QUOTED PASSAGE =
DIP10005: Dependency-Carrying Declarations is now available for community feedback

Chris Wright via Digitalmars-d digitalmars-d at puremagic.com
Sat Dec 24 09:52:04 PST 2016


On Sat, 24 Dec 2016 04:34:03 -0500, Andrei Alexandrescu wrote:
> Upon more investigation, I see a large discrepancy between the findings
> of DIP1005 and yours.

There's no discrepancy.

In part, you are misinterpreting most of what I said.

In part, you are assuming that imports on non-template declarations will 
be handled lazily, even though that is not part of this DIP, even though 
that is likewise possible with static and selective imports.

In part, you are using lines of code as a proxy for compile time.

In part, you dispute that this only affects template constraints, but:
* An import used only in the body of a template can be made a local 
import today.
* An import used in the declaration of a templated type or function can 
be addressed by using explicit template syntax, offering a place to 
insert your imports.

(Entries from a dataset)
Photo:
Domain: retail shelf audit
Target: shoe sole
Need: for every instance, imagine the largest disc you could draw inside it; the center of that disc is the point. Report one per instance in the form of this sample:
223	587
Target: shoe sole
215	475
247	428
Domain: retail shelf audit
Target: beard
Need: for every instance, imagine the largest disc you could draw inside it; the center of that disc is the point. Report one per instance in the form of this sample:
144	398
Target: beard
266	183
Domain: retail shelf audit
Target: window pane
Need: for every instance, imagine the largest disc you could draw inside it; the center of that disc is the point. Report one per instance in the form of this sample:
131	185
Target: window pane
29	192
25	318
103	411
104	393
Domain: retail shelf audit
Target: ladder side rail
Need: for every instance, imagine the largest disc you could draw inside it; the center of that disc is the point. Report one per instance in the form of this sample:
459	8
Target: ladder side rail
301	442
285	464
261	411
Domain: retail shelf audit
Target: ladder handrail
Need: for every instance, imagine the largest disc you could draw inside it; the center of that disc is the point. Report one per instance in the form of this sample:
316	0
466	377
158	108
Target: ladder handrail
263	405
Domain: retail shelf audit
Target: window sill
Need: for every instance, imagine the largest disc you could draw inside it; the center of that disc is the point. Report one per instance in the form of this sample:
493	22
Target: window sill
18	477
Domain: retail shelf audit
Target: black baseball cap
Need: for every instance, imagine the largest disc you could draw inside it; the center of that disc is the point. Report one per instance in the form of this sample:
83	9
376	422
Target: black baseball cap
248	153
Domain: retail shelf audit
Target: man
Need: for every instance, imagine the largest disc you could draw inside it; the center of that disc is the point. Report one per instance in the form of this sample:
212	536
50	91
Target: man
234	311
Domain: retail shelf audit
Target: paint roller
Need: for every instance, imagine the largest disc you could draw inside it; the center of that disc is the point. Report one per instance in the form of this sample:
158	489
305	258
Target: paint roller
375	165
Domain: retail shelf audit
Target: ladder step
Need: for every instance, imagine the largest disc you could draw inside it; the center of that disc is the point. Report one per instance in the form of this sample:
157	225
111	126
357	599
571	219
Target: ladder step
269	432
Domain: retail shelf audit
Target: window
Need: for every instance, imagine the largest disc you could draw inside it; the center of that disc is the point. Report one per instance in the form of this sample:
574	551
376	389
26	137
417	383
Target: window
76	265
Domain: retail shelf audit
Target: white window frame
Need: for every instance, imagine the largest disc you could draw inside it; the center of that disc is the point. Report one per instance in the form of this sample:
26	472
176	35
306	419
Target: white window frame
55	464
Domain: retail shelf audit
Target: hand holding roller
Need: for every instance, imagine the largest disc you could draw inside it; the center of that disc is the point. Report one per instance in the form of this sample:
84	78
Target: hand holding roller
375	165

EXERCISE TASKS =
(1) Answer these questions from the reply about DIP1005, one per line:
(a) How does the writer respond to the claim of a discrepancy?
(b) What does the writer say is being used as a proxy for compile time?
(c) What does the reply say can be done today with an import used only in the body of a template?
(2) Summarize the reply about DIP1005 in two sentences.
(3) Carry on writing the reply about DIP1005 from the point where it stops.

ANSWERS TO EACH TASK =
(1)
(a) The writer says there's no discrepancy.
(b) Lines of code.
(c) It can be made a local import.

(2) Answering Andrei Alexandrescu's claim of a large discrepancy between the findings of DIP1005 and the writer's own, the writer says there is none. The writer says Alexandrescu misreads most of what the writer said, assumes that imports on non-template declarations will be handled lazily when that is not part of the DIP, uses lines of code as a proxy for compile time, and wrongly disputes that only template constraints are affected, since imports used only in a template body can already be local and imports in templated declarations can be handled with explicit template syntax.

(3)
* An import used anywhere else must still be processed, even assuming 
this DIP is implemented.
* If, in a future DIP, we make it so that `with(import)` is handled 
lazily, we can also make it so that static and selective imports are 
handled lazily.

> The findings of DIP1005 are the following:
> 
> * Importing a single std module also imports on average 10.5 other
> modules.

Seems reasonable. Between 2 and 3.5 direct dependencies, by my count, and 
you're counting transitive dependencies.

We're concerned with the effects of DIP1005, though, which only affects 
template constraints.

> * Importing a single std module costs on average 64.6 ms.

55-ish for your hardware, you reported elsewhere. 47-ish for mine.

> * (Not stated in the DIP) A majority of std templates would acquire
> inline imports.

Again, that wouldn't impact compile times because these aren't template 
constraints.

You can make a separate DIP to make imports lazy. That can impact static, 
selective, and `with` imports equally well. But it's not part of what 
we're discussing today.

> According to the DIP, one may estimate that the proposed feature would
> reduce additional imports to 0 and the average time to import a single
> module by a factor of 10 to under 10 ms.

"The proposed feature" must be lazy semantic analysis, especially of 
imports. That isn't part of DIP1005.

You won't get to zero additional imports. You might get to zero 
*extraneous* imports -- that is, only the set of imports required to 
create a custom *.di file containing only the parts of the module that 
your application uses.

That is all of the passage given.